> EXTRACT TO READ
• • • •

You might want to check out Healthy Paws as well. I did a quote for my ten year old foster boy just to see, and it was around $38. They cover everything I'm looking for, and when I'm ready I'll most likely go with them.


----------



## GoldensGirl (Aug 2, 2010)

Jackson's Mom said:


> You might want to check out Healthy Paws as well. I did a quote for my ten year old foster boy just to see, and it was around $38. They cover everything I'm looking for, and when I'm ready I'll most likely go with them.


Thanks for the suggestion. The Healthy Paws site also has a table comparing their policy to others: Pet Insurance Comparison - Healthy Paws. It's an interesting comparison, though I encourage doing one's own due diligence in checking the coverage.

Someone asked for a list of the major companies providing pet insurance. The ones listed in the Healthy Paws comparison are Embrace, 24PetWatch/QuickCare, ASPCA/Hartville, VPI, Trupanion, PetPlan, PurinaCare, and PetsBest.

That's way more than I was aware of!


----------



## Dallas Gold (Dec 22, 2007)

Pet Insurance Review - comparison of VPI, ASPCA, etc.

Thanks to another forum member for posting this on another thread. It's helpful. 

There is a one month waiting period from the day you sign up. Puppies must be 8 weeks as well before they are eligible. 

I believe pre-existing conditions aren't covered for insurance so senior dogs may have more exclusions- I hope I'm wrong on that but, for example, I'm pretty sure I can't get Toby's eyes covered given his history with cataracts.


----------



## GoldensGirl (Aug 2, 2010)

Dallas Gold said:


> ...I believe pre-existing conditions aren't covered for insurance so senior dogs may have more exclusions- I hope I'm wrong on that but, for example, I'm pretty sure I can't get Toby's eyes covered given his history with cataracts.

• • • •

> DATA FOR ANALYSIS
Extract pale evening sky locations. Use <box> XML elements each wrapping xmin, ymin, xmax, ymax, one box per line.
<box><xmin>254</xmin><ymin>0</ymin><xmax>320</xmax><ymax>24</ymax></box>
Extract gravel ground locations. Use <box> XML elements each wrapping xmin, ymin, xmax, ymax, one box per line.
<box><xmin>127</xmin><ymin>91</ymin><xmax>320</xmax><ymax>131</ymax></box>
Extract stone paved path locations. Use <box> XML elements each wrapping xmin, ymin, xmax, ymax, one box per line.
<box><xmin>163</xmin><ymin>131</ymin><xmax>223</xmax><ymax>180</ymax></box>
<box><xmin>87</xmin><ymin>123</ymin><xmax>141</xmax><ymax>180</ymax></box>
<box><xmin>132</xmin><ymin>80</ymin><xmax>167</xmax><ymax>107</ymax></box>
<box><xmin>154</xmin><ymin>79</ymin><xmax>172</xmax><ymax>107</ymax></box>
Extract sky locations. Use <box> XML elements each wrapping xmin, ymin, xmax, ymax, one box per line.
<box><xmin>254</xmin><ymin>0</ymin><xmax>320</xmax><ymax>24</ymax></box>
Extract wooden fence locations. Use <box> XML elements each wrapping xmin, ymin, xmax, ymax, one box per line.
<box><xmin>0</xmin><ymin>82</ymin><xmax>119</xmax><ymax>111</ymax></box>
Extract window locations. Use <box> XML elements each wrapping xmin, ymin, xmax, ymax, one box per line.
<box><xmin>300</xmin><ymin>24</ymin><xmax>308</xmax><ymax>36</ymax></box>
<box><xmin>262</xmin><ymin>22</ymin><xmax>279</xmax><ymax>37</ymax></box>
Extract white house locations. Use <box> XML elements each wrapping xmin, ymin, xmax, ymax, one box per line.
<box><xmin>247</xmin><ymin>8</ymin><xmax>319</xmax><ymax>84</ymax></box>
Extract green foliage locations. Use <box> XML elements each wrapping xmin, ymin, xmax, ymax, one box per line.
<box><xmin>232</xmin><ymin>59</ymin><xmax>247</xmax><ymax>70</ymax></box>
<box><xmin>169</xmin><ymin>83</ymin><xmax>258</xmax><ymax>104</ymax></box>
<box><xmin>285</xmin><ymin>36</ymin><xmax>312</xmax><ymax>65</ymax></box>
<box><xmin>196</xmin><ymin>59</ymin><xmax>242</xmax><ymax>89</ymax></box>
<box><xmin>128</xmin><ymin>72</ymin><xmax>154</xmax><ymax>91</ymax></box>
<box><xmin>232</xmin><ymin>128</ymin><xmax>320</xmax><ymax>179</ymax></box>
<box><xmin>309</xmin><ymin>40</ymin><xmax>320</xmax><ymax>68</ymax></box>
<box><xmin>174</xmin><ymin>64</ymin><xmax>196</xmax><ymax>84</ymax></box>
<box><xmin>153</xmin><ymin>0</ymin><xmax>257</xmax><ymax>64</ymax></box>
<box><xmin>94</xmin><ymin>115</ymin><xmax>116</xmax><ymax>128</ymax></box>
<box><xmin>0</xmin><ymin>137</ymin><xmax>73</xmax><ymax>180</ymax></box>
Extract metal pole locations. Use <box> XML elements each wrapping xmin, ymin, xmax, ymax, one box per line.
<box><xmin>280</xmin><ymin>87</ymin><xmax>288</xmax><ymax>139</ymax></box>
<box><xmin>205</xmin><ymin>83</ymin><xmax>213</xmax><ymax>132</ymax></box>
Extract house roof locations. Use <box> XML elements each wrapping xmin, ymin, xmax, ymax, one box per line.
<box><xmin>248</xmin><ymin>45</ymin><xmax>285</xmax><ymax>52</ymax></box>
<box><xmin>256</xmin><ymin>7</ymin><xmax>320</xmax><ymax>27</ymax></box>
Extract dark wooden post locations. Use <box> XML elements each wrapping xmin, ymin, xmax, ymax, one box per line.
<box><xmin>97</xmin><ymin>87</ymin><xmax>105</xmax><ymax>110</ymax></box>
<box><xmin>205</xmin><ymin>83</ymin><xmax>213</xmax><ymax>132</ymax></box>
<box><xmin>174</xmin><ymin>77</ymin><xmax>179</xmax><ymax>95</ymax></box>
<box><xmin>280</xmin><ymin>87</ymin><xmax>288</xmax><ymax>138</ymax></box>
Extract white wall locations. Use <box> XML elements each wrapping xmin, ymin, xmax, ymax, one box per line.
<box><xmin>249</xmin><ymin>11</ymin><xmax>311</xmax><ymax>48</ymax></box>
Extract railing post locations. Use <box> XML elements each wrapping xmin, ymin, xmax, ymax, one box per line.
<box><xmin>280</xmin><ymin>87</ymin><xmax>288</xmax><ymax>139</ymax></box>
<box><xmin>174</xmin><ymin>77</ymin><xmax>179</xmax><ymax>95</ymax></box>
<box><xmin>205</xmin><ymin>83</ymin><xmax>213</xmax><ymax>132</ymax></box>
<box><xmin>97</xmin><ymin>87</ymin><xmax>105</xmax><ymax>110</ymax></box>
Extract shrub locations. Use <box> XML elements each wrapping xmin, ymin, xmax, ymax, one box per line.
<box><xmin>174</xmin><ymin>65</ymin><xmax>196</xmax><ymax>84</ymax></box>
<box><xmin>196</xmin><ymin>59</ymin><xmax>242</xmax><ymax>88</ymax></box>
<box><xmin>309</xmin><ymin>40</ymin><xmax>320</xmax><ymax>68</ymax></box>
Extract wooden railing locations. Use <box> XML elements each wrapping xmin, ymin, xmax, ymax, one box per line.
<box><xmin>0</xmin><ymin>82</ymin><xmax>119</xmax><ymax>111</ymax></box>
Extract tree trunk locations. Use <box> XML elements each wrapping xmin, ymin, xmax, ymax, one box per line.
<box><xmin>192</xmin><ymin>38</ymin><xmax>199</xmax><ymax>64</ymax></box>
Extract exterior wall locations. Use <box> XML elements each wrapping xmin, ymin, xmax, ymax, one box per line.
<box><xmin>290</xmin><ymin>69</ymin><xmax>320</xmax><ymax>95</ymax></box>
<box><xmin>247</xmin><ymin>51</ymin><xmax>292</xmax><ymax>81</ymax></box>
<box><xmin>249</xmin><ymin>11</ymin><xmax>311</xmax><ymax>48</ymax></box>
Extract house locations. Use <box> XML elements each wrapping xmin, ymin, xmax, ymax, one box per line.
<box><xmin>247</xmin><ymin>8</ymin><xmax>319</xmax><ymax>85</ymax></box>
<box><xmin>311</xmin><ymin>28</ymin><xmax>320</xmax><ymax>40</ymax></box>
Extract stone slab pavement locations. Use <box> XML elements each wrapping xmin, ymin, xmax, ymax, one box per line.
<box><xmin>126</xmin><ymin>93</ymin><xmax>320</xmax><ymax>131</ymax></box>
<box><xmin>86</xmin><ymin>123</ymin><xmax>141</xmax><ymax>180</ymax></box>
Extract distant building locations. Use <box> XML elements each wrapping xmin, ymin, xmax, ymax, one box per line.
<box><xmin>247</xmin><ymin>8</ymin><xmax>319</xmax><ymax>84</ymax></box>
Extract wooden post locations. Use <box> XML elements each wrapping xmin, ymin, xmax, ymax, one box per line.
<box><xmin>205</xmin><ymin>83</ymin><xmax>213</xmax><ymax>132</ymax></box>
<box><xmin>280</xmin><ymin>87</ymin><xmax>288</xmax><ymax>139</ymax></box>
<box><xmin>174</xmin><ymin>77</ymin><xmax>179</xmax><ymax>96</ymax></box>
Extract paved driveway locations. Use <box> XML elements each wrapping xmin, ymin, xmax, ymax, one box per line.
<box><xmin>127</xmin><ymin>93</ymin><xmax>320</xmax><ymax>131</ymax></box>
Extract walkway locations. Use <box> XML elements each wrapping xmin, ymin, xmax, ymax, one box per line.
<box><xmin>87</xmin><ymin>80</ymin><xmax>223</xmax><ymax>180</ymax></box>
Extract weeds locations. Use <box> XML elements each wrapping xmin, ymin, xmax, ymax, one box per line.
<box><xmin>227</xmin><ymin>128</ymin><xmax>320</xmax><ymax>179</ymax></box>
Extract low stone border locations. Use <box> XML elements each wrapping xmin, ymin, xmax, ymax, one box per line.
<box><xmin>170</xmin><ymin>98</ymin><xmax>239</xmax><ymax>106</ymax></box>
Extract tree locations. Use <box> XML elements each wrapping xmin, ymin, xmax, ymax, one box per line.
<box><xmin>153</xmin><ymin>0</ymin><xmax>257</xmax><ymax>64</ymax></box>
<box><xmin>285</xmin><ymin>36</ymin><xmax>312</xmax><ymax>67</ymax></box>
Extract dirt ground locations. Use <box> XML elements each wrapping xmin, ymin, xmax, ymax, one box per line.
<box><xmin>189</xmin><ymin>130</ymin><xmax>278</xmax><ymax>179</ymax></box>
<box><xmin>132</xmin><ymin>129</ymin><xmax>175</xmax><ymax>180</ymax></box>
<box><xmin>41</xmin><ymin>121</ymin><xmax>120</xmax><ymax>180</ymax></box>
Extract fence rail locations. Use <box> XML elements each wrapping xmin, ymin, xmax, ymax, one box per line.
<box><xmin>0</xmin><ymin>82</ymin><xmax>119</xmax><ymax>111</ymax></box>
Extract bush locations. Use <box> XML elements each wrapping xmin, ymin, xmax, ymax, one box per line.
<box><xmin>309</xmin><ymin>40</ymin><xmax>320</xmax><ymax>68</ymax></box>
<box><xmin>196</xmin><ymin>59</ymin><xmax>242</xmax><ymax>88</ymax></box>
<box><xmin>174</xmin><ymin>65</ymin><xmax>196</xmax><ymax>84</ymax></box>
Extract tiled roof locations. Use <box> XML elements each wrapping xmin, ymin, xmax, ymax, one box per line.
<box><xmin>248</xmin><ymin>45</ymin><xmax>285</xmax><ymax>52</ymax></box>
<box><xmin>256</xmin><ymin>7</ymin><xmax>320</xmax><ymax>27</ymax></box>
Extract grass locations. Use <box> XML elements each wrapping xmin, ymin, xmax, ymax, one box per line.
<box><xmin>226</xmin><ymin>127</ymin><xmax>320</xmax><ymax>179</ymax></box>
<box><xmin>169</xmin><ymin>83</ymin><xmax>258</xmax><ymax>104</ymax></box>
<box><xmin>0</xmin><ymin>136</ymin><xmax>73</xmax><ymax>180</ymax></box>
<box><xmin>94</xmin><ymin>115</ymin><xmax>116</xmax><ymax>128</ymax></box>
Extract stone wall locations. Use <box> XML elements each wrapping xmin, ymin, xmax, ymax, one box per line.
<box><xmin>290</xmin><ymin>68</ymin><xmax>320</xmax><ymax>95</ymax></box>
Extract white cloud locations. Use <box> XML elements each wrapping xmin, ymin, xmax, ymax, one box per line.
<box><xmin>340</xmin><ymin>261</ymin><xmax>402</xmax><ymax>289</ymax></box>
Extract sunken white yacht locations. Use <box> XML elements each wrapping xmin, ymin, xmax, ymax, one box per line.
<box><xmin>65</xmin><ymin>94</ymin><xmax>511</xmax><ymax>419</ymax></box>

• • • •

> WHAT IS BEING ASKED
Continue the pet insurance forum thread from the point where it stops.

> TASK OUTPUT
That site with comparisons looks great! It lists all of the companies we have discussed and several others, with a section for Canada and a link to review for the UK.

At least one company - I think it was Trupanion - said they may extend coverage to a preexisting condition provided it hasn't required treatment in 12 months. 

When I look at the cost to insure Joker at age 12 and I compare that figure to the cost of one brief stay in an ICU, I think I'm sold, especially on a policy that includes cremation coverage. It makes my heart ache to acknowledge that he is not immortal, but slowing steps tell me the truth. Now I just have to figure out which company.


----------



## hotel4dogs (Sep 29, 2008)

while that Healthy Paws chart is interesting, I cannot imagine where they hallucinated that $91.51 for a 2 year old lab mix in Chicago for Embrace, since I pay $15 a month for a 5 year old golden retriever in Chicago....in fact, I'm going to forward that to Embrace for their entertainment pleasure.
As was said, do due diligence!

ETA--I see what they did, they used the lowest annual deductible. They didn't "mention" that their plan doesn't include the veterinary exam fee, which in effect adds a per incident deductible to their annual deductible. From the Healthy Paws website, referring to their own insurance, "....Based on your selection, your policy covers the actual veterinary bills for costs arising from any injury or illness, less the veterinary exam fee and your selected annual deductible...." One of their example claims shows that the $375 exam fee for the veterinary exams at a specialty center was not covered. 

ETA...they do NOT cover acupuncture, chiropractic, etc. It is important to me that those be covered, but not to everyone.


----------



## hotel4dogs (Sep 29, 2008)

Lucy, I don't think Embrace will ensure a 12 year old dog, so Trupanion is probably a better choice. But it's worth checking with them, anyway.


----------



## eslucky (May 10, 2012)

After spending quite a bit of money when our dogs Lucky and Penny were sick I decided to get insurance when we first got our puppy Daisy. I got it through Pets Best Insurance and received a 5% discount because our Vet recommends them. I just feel better knowing that she will be covered for most anything that happens to her.


----------



## BajaOklahoma (Sep 27, 2009)

We have had an emergency account for over thirty years. Maude, Abby, Mandy, Reuben, Bennett, Bailey, Riley and Banker. We take their annual vet trips out of it, along with Bailey's meds (200/mo, just for her liver pills), and their monthly heartworm/flea treatment.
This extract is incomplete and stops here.